The answer is the number of lines in the data that contain the word "flower"; give it alone.

GIVEN RECORDS >>
"""
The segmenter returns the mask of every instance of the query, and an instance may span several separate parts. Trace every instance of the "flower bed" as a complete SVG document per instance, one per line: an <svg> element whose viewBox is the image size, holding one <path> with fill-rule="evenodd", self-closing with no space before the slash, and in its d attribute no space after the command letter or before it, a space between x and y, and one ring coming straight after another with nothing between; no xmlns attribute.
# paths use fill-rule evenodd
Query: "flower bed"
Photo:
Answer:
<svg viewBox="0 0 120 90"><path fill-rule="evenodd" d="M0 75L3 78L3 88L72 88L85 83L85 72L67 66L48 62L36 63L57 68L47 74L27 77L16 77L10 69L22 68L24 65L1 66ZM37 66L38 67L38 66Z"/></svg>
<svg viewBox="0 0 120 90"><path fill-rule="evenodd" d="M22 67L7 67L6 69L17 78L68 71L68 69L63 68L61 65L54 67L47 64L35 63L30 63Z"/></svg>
"""
TASK OUTPUT >> 2